Source =
=====

Patrimoine bradé aux enchères ?

« La culture, c’est ce qui reste quand on a tout oublié. »

Émile Henriot

 

Et si nous perdions volontairement notre patrimoine ? Volontairement oui.

Le raccourci est raide, j'en conviens. Mais je vais vous expliquer mon raisonnement. Parlons un petit peu de Sus. Petit village de même pas 400 âmes. Ces derniers temps, cette commune limitrophe de Navarrenx a beaucoup fait parlé d'elle via la vente d'un de ses châteaux. Enfin, la mise aux enchères. Enfin, la menace de mise aux enchères. Bref c'est le bordel. Ce n'est pas la première fois que ce château, privé, risque de changer de propriétaire. Mise à prix, si vente il y a : 20 000 euros. 20 000 putains d'euros pour un château blindé d'histoire.

=====

Données =
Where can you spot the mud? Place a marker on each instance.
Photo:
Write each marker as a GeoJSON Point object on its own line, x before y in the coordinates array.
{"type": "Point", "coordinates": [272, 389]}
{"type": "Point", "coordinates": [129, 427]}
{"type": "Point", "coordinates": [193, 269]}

=====

Énoncé A =
D'après le billet sur le château de Sus, à combien s'élève la mise à prix en cas de vente ?
Énoncé B =
Prolongez le billet sur le château de Sus à la suite de sa dernière phrase.

Réponse rédigée A =
20 000 euros.

Réponse rédigée B =
Pour piqûre de rappel, ce château dit de Fligny est répertorié aux archives départementales dès 1281. Ce château n'en n'est pas un, mais plutôt une belle maison de maître. En mai 1820, la château et son domaine de six hectares ont été vendu aux Saint-Cricq, alors propriété du Marquis de Jasses. Ce château sera le château d'enfance de Caroline de Saint-Cricq, fille du Comte Pierre de Saint-Cricq, député des Basses-Pyrénées dans l'arrondissement d'Orthez. Caroline était très amoureuse du compositeur hongrois Franz Liszt, et le sera toute sa vie, malgré un mariage (malheureux donc). Cette famille,et surtout Caroline, restera liée à Sus, via le domaine Nitot. Dans une histoire plus récente, ce château a abrité un aérium, un établissement de repos au grand air pour les enfants ou adolescents. Puis, c'est l'ADAPEI qui a occupé les murs du château, où de nombreuses sussoises y ont travaillé. Le propriétaire des lieux n'a jamais souhaité vendre la battisse à l'ADAPEI, et n'en sera donc que locataire jusqu'à son départ dans les années 1980. Encore aujourd'hui privé, ce château n'est pas visible habituellement depuis le village. S'il l'est, ce n'est qu'en hiver, une fois que toutes les feuilles des arbres qui le cachent sont tombées.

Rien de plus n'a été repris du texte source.